• [Material shown]
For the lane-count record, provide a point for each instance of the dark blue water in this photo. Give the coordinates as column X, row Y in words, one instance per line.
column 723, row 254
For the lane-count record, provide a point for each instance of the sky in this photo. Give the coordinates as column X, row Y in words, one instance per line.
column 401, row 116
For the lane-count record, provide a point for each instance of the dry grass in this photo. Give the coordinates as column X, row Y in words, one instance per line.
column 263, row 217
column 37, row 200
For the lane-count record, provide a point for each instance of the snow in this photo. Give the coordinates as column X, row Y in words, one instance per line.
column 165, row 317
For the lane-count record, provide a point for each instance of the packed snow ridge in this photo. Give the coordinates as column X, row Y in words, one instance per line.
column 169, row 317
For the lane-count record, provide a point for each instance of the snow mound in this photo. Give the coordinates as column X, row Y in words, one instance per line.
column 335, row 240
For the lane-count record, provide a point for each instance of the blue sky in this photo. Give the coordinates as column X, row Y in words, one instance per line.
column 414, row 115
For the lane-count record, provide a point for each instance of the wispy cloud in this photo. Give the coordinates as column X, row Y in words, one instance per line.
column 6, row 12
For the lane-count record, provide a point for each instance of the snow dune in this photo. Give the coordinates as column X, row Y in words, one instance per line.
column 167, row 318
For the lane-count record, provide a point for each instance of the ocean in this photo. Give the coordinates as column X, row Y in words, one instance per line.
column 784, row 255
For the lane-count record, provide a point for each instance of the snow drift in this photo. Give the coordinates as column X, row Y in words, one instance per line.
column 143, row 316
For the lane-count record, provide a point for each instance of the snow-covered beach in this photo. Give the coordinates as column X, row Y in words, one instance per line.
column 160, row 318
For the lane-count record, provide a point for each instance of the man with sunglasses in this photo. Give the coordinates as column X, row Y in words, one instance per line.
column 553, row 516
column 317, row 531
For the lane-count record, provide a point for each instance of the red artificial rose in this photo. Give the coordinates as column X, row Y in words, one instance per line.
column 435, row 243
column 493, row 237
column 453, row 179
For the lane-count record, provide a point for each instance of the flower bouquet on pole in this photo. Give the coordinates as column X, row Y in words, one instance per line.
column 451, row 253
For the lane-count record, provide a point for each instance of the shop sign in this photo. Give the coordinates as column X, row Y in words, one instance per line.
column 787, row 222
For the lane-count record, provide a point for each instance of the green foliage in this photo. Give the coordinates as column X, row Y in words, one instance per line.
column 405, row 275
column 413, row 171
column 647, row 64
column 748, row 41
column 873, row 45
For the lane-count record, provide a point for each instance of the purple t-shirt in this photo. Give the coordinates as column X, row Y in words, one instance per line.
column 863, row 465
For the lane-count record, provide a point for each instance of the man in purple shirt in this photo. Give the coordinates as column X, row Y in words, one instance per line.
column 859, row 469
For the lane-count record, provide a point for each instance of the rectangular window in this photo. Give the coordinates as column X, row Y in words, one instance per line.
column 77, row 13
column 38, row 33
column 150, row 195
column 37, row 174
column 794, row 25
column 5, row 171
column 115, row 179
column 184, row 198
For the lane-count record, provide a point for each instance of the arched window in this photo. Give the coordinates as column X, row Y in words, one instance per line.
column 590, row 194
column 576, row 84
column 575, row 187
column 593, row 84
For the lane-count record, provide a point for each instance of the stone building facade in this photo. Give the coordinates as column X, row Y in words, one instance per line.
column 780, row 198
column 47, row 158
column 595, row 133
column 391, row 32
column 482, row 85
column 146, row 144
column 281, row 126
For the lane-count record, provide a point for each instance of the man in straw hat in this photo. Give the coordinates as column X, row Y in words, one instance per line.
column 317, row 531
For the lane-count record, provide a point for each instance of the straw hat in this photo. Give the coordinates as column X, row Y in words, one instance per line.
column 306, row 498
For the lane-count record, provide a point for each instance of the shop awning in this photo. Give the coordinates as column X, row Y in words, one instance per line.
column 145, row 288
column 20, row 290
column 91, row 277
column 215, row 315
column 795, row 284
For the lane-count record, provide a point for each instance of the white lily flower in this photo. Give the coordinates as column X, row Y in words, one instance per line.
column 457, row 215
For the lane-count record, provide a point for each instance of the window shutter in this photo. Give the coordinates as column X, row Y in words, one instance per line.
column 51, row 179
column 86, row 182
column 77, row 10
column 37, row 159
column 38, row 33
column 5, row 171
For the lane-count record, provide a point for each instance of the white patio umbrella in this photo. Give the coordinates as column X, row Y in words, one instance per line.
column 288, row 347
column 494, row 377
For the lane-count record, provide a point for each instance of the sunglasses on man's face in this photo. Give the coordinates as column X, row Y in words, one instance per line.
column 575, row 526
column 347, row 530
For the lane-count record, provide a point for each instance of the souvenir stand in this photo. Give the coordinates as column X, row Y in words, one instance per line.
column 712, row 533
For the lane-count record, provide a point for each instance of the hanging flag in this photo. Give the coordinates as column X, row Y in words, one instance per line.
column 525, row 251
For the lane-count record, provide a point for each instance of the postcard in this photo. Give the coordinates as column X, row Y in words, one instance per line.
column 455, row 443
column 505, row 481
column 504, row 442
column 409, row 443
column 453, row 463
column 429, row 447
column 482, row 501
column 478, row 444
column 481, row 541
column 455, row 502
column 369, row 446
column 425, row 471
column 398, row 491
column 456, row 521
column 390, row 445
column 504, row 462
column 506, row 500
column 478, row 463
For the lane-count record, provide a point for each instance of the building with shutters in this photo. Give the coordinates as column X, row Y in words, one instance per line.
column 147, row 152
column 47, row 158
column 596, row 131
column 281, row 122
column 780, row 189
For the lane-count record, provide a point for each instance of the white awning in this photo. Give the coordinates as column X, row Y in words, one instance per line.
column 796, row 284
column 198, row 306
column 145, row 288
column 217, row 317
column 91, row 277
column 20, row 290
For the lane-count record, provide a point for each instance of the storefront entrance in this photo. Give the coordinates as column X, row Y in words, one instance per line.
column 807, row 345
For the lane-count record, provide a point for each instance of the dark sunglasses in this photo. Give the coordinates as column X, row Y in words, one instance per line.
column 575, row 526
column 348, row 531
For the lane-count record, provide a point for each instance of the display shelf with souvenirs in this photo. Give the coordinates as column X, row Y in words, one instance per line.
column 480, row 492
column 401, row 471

• [What you should do]
Every line above should be printed again exactly as it stands.

• [Exercise solution]
For the lane-count record, provide a point for each instance of the dark blue water in this photo. Give the coordinates as column X, row Y in words, one instance per line.
column 723, row 254
For the lane-count record, provide a point for each instance of the sky in this photo. Give the coordinates as column X, row Y in words, one instance per line.
column 401, row 116
For the lane-count record, provide a point for each instance of the dry grass in this photo. Give the coordinates as column X, row Y in words, one instance per line.
column 263, row 217
column 37, row 200
For the lane-count record, provide a point for each instance of the snow in this photo. Give the coordinates as column X, row Y in words, one instance per line.
column 165, row 317
For the lane-count record, provide a point for each instance of the packed snow ridge in this photo. Give the coordinates as column X, row Y in words, one instance per line.
column 169, row 317
For the lane-count record, provide a point for each instance of the snow mound in this photo. Give the coordinates as column X, row Y in words, one instance per line.
column 335, row 240
For the lane-count record, provide a point for each instance of the blue sky in this photo. Give the coordinates as column X, row Y in words, one instance per line.
column 414, row 115
For the lane-count record, provide a point for each instance of the wispy cloud in this photo. Give the coordinates as column X, row Y in words, one instance per line.
column 6, row 12
For the lane-count record, provide a point for each instance of the snow dune in this photo. Give the coordinates as column X, row Y in words, one instance per line.
column 167, row 318
For the lane-count record, provide a point for each instance of the ocean in this photo. Give the coordinates as column X, row Y in words, one instance per line.
column 784, row 255
For the lane-count record, provide a point for each instance of the snow drift in this photo. Give the coordinates as column X, row Y in words, one instance per line.
column 143, row 316
For the lane-count record, provide a point for each instance of the snow-covered beach in this photo. Give the coordinates as column X, row Y in words, one instance per line.
column 160, row 318
For the lane-count record, provide a point for each instance of the man with sunglasses in this photo. Give the coordinates as column X, row Y in words, one instance per line.
column 553, row 516
column 317, row 531
For the lane-count record, provide a point for each instance of the red artificial rose in this photo. Give the coordinates as column X, row Y in words, one instance per line.
column 435, row 243
column 493, row 237
column 453, row 179
For the lane-count record, provide a point for each instance of the flower bouquet on pole in this photo. Give the coordinates as column X, row Y in words, one instance per line.
column 451, row 253
For the lane-count record, provide a point for each instance of the shop sign in this photo. Give the coordinates as column X, row Y in words, one instance per line.
column 787, row 222
For the lane-count record, provide a point for each instance of the green foliage in this photo. Give the coordinates as column X, row Y in words, one instance per line.
column 405, row 275
column 413, row 171
column 647, row 64
column 748, row 41
column 873, row 45
For the lane-count record, provide a point for each instance of the purple t-shirt in this photo. Give the coordinates as column X, row Y in words, one instance per line.
column 863, row 465
For the lane-count record, provide a point for each instance of the man in purple shirt in this photo. Give the coordinates as column X, row Y in words, one instance per line.
column 859, row 469
For the lane-count record, provide a point for each instance of the rectangular window in this photo. Give the coordinates as column X, row Y in words, one instance per line.
column 77, row 13
column 38, row 33
column 150, row 195
column 37, row 174
column 794, row 25
column 5, row 171
column 115, row 179
column 184, row 198
For the lane-count record, provide a point for each instance of the arched window in this photo. Give the coordinates as column X, row Y in words, one instance per line.
column 590, row 194
column 576, row 84
column 575, row 187
column 593, row 84
For the lane-count record, provide a point for each instance of the stone building facade in this photo. Give the coordinates as column X, row Y in words, one instance per line.
column 780, row 198
column 47, row 158
column 595, row 133
column 391, row 32
column 482, row 85
column 146, row 144
column 281, row 126
For the lane-count record, provide a point for each instance of the man in straw hat in this photo. Give the coordinates as column X, row Y in words, one instance per line.
column 317, row 531
For the lane-count record, provide a point for each instance of the straw hat in this photo. Give the coordinates as column X, row Y in words, one instance per line.
column 306, row 498
For the lane-count record, provide a point for each instance of the shop awning in this photo. Give the coordinates as column X, row Y in words, one instance per line.
column 145, row 288
column 20, row 290
column 91, row 277
column 215, row 315
column 795, row 284
For the lane-count record, provide a point for each instance of the white lily flower in this photo. Give the coordinates as column X, row Y in words, one instance per line.
column 457, row 215
For the lane-count record, provide a point for each instance of the window shutter in this photo. Give the coordinates as column X, row Y in words, one instance per line.
column 51, row 179
column 86, row 182
column 77, row 10
column 37, row 159
column 38, row 33
column 5, row 171
For the lane-count record, provide a point for each instance of the white patio umbrella in this photo. Give the coordinates as column X, row Y in words, one instance per line.
column 288, row 347
column 494, row 377
For the lane-count record, provide a point for each instance of the sunglasses on man's face in this photo. Give the coordinates as column X, row Y in words, one instance per line.
column 575, row 526
column 347, row 530
For the lane-count record, provide a point for each instance of the souvenir stand in this photo. Give the coordinates as column X, row Y in words, one instance per line.
column 712, row 533
For the lane-count record, provide a point for each instance of the hanging flag in this photo. Give the coordinates as column X, row Y in words, one instance per line.
column 525, row 251
For the lane-count record, provide a point for each instance of the postcard in this photo. Give the coordinates as column X, row Y in words, one instance per line.
column 455, row 443
column 505, row 481
column 504, row 442
column 409, row 443
column 453, row 463
column 429, row 447
column 482, row 501
column 478, row 444
column 481, row 541
column 455, row 502
column 369, row 446
column 425, row 471
column 398, row 491
column 456, row 521
column 390, row 445
column 504, row 462
column 506, row 500
column 478, row 463
For the lane-count record, provide a point for each instance of the building with shutters in this photo. Give the coordinates as column X, row Y in words, one instance per line.
column 147, row 152
column 47, row 158
column 596, row 131
column 281, row 122
column 780, row 189
For the lane-count record, provide a point for each instance of the white awning in this photo. Give the coordinates as column X, row Y in words, one instance per line.
column 796, row 284
column 198, row 306
column 145, row 288
column 217, row 317
column 91, row 277
column 20, row 290
For the lane-count record, provide a point for each instance of the storefront entrance in this photo. Give the coordinates as column X, row Y in words, one instance per line.
column 807, row 345
For the lane-count record, provide a point for each instance of the dark sunglasses in this photo. Give the coordinates as column X, row Y in words, one instance per line.
column 575, row 526
column 348, row 531
For the lane-count record, provide a point for each instance of the display shelf with souvenirs in this photo. Give the coordinates as column X, row Y in words, one instance per line.
column 480, row 492
column 401, row 471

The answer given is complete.